> Entries:
* Start *

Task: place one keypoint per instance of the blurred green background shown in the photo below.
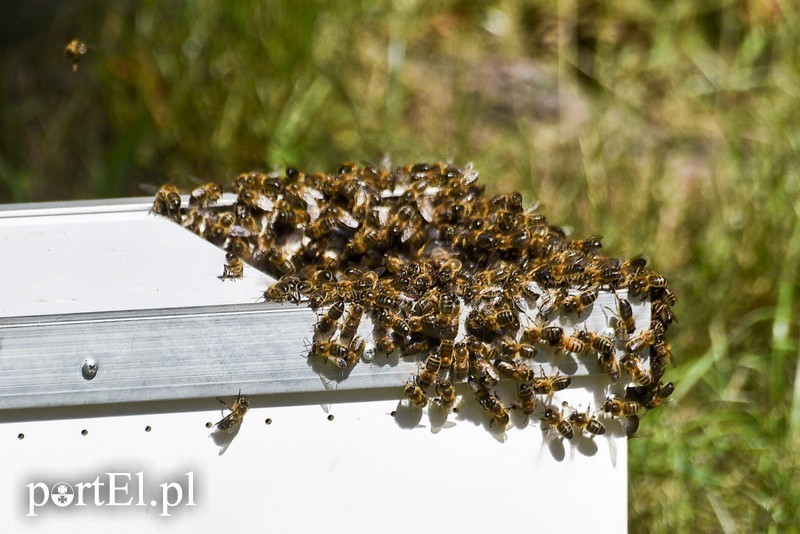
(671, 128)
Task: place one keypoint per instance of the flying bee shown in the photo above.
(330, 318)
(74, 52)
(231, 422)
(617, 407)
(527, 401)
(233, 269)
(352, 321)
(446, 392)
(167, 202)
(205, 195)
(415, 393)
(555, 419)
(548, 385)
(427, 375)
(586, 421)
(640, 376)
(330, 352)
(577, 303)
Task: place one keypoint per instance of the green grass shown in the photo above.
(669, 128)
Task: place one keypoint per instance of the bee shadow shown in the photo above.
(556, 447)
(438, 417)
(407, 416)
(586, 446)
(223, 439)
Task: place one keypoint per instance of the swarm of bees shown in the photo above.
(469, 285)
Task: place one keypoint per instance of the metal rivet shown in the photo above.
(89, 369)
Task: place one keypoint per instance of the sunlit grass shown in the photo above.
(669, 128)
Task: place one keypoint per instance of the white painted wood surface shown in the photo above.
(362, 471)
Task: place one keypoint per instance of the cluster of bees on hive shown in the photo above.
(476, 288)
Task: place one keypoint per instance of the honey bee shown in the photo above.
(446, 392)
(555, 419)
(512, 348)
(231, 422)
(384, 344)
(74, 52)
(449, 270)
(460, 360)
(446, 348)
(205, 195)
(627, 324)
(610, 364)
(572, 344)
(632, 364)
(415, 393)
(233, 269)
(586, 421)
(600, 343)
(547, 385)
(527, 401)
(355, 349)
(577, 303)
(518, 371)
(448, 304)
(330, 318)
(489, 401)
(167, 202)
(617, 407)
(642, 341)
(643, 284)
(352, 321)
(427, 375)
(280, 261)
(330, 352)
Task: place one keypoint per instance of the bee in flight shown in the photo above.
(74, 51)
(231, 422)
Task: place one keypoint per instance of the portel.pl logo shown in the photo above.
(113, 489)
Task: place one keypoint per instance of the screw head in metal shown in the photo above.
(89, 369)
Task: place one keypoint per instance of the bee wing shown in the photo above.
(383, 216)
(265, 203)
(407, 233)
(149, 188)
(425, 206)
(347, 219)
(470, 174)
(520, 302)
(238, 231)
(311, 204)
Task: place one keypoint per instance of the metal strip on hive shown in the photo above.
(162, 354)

* End *
* Start *

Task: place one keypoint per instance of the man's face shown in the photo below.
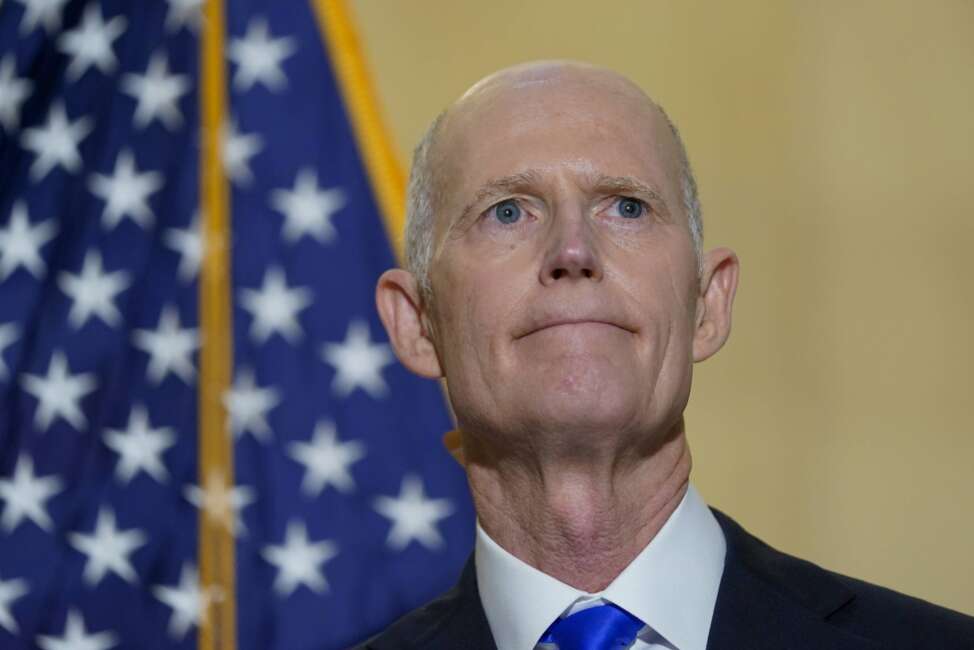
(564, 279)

* End *

> What is needed: Return every line of the entries above that contains the string "hive". Case counts.

> Written answer:
Task: place one keypoint per instance of the cluster of bees on hive shown in the photo above.
Task: place one keypoint per instance of the metal strip on hive shown in the photo above.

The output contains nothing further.